[[ MATERIAL PROVIDED, beginning ]]
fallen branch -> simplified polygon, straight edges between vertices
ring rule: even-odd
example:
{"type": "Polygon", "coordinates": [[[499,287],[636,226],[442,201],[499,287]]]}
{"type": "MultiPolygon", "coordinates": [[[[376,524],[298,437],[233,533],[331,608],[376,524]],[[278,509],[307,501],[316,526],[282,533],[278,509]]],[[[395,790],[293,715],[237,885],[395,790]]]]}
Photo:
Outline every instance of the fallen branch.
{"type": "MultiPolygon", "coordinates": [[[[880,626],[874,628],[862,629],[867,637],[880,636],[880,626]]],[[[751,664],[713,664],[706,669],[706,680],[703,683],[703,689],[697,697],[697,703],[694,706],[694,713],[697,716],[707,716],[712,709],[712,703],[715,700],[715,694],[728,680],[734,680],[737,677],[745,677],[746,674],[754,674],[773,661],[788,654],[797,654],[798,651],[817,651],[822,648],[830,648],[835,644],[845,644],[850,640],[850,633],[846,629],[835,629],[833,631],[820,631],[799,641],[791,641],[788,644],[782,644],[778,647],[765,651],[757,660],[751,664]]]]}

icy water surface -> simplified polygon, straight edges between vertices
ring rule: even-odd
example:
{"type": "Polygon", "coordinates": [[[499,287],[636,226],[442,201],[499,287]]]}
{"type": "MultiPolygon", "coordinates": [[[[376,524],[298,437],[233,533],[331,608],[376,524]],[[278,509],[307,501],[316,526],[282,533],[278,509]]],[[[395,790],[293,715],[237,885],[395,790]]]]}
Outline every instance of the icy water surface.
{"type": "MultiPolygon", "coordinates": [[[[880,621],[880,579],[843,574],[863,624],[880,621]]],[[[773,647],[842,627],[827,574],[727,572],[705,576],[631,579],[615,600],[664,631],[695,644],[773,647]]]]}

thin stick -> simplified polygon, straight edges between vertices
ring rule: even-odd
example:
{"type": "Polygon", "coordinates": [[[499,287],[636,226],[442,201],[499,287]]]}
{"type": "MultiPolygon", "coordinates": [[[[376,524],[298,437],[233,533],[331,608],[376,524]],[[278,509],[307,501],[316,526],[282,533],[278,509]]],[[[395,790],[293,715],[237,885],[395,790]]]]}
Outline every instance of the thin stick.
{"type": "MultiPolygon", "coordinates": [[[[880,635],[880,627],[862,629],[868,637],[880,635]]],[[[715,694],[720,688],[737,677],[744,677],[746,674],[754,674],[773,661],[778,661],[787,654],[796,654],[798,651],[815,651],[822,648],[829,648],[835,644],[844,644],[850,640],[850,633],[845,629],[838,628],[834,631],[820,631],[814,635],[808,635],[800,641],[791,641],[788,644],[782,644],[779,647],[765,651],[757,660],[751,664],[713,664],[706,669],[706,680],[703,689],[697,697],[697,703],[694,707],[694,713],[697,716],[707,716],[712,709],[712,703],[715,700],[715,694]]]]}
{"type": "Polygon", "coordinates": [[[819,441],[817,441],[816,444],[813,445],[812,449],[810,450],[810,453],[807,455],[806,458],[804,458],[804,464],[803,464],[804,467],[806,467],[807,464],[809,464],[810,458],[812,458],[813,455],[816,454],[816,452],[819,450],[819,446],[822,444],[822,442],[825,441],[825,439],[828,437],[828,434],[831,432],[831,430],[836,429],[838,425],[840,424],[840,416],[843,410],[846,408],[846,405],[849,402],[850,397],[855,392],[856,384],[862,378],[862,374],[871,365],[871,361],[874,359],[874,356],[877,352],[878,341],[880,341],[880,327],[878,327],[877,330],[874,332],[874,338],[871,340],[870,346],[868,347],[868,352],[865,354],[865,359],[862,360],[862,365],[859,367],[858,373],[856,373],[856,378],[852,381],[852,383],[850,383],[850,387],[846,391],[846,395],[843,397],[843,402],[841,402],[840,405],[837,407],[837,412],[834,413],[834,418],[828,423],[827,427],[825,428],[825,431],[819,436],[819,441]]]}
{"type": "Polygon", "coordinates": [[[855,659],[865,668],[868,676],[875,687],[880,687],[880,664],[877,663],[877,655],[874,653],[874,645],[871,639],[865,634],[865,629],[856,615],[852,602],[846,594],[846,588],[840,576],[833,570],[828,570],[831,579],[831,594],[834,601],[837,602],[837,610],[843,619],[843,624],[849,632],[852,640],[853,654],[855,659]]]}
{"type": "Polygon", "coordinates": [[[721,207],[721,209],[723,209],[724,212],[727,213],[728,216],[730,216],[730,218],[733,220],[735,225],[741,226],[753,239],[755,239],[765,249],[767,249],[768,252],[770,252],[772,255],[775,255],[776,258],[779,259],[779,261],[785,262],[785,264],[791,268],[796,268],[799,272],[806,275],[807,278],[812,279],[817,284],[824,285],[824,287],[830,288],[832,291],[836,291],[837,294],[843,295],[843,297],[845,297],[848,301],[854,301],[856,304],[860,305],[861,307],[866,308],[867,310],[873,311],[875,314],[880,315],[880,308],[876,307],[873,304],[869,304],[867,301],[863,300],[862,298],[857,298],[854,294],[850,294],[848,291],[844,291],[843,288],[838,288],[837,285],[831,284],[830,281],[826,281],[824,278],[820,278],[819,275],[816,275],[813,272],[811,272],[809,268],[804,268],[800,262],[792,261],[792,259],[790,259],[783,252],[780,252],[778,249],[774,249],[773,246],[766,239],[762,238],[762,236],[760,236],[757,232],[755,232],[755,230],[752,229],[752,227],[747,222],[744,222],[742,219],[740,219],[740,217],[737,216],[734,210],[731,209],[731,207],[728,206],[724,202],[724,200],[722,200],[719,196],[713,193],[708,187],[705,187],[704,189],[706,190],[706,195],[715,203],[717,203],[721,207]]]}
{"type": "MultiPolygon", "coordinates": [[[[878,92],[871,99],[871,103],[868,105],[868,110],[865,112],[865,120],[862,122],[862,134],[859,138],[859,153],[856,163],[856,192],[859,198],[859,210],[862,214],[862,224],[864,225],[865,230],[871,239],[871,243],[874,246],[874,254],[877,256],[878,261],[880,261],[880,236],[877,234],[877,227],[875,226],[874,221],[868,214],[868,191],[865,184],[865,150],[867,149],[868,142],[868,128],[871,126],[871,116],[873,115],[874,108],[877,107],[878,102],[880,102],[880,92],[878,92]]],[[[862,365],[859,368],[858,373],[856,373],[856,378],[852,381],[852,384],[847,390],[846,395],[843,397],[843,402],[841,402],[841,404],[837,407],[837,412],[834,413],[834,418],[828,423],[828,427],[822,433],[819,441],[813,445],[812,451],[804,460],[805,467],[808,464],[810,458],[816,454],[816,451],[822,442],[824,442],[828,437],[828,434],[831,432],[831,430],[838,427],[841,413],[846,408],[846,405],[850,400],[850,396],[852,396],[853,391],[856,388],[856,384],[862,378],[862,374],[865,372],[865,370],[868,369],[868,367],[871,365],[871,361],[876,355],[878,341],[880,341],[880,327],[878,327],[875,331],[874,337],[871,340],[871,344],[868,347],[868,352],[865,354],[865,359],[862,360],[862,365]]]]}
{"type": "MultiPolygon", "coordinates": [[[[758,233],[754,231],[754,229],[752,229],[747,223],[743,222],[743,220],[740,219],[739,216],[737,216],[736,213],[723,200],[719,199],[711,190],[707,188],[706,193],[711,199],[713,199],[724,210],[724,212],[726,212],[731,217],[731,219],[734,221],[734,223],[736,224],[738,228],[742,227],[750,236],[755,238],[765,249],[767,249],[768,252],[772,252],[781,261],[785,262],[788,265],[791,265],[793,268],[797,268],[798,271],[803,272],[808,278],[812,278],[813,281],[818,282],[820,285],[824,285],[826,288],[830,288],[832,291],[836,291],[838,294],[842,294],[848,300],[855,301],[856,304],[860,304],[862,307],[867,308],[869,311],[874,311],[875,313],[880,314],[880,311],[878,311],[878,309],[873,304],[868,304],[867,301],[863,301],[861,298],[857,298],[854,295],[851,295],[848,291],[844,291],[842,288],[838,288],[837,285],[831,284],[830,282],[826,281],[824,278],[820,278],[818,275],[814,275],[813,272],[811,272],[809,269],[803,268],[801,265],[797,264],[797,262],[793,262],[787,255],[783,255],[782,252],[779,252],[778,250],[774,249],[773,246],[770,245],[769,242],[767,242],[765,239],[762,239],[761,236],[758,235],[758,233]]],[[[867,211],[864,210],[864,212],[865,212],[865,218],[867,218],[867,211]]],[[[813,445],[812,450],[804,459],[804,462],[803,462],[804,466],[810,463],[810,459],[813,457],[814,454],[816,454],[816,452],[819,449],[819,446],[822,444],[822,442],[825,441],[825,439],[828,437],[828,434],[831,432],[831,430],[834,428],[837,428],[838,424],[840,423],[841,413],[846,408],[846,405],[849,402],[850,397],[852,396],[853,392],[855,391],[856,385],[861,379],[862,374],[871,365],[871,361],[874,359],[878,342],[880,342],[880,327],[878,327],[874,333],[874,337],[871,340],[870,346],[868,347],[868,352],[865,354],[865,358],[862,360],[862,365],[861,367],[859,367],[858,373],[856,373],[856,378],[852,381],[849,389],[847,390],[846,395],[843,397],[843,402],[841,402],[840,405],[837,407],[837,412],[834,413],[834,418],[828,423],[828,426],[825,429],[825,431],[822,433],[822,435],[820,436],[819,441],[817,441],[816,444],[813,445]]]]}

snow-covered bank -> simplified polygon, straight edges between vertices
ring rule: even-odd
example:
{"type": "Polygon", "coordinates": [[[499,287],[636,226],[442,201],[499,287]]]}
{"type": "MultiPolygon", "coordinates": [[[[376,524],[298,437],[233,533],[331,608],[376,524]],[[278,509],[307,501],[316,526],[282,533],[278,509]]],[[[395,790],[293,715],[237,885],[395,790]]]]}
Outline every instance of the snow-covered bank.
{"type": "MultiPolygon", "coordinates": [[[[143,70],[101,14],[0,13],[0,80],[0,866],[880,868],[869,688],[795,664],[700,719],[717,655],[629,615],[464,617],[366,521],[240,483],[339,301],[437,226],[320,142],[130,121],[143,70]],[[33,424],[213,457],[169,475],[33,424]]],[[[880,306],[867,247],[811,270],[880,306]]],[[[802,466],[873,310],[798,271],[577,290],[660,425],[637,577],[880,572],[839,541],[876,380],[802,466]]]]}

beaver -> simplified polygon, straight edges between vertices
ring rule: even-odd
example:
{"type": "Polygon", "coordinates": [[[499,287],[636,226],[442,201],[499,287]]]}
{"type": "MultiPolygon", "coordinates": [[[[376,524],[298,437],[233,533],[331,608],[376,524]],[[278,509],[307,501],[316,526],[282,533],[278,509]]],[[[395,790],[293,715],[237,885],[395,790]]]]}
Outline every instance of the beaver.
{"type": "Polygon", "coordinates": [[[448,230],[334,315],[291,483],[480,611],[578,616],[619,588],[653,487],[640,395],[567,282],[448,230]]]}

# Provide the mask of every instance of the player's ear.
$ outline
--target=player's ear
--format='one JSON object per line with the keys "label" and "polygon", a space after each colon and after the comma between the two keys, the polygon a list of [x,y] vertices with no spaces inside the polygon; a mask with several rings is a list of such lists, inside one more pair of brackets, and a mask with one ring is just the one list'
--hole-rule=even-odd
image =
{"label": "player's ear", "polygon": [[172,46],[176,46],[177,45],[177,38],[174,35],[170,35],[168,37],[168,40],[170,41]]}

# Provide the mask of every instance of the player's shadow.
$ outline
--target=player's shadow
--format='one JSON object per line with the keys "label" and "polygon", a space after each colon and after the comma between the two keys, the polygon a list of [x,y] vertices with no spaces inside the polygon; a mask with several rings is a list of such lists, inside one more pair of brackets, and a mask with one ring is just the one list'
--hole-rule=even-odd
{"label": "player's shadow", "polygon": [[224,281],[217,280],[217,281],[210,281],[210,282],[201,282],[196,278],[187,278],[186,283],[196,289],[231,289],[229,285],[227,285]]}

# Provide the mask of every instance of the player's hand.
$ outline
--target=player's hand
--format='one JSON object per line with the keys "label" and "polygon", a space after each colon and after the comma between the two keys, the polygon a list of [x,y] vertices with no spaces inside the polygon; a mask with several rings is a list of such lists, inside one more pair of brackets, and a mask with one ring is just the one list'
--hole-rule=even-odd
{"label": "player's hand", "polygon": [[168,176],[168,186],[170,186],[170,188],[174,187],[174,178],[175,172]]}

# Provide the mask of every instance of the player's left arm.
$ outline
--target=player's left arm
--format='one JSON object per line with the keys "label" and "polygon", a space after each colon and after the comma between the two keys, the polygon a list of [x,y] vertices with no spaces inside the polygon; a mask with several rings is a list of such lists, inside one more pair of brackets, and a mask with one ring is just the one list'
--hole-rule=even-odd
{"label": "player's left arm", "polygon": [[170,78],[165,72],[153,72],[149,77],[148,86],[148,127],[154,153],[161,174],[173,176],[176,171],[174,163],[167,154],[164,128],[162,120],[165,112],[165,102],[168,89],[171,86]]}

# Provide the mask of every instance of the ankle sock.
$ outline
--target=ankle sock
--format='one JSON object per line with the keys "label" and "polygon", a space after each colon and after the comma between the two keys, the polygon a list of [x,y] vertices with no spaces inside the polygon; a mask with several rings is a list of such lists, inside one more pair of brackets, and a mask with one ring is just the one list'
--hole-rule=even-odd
[[ MATERIAL PROVIDED, end ]]
**PROMPT:**
Begin at the first line of the records above and quote every line verbatim through the one that contains "icy water surface ->".

**EXPECTED ANSWER:**
fallen branch -> simplified polygon, straight edges between vertices
ring rule: even-odd
example:
{"type": "Polygon", "coordinates": [[[499,287],[636,226],[442,201],[499,287]]]}
{"type": "MultiPolygon", "coordinates": [[[[376,524],[298,437],[233,533],[331,608],[376,524]],[[278,509],[307,501],[316,526],[282,533],[278,509]]],[[[395,790],[293,715],[237,885],[395,790]]]]}
Photo:
Outline every instance of the fallen branch.
{"type": "MultiPolygon", "coordinates": [[[[880,626],[874,628],[862,629],[867,637],[880,636],[880,626]]],[[[751,664],[713,664],[706,669],[706,680],[703,683],[703,689],[697,697],[697,703],[694,706],[694,713],[697,716],[707,716],[712,709],[712,703],[715,700],[715,694],[728,680],[734,680],[737,677],[745,677],[746,674],[754,674],[773,661],[788,654],[797,654],[798,651],[817,651],[822,648],[830,648],[835,644],[845,644],[850,640],[850,633],[846,629],[835,629],[833,631],[820,631],[799,641],[791,641],[788,644],[782,644],[778,647],[765,651],[757,660],[751,664]]]]}

icy water surface -> simplified polygon, straight edges between vertices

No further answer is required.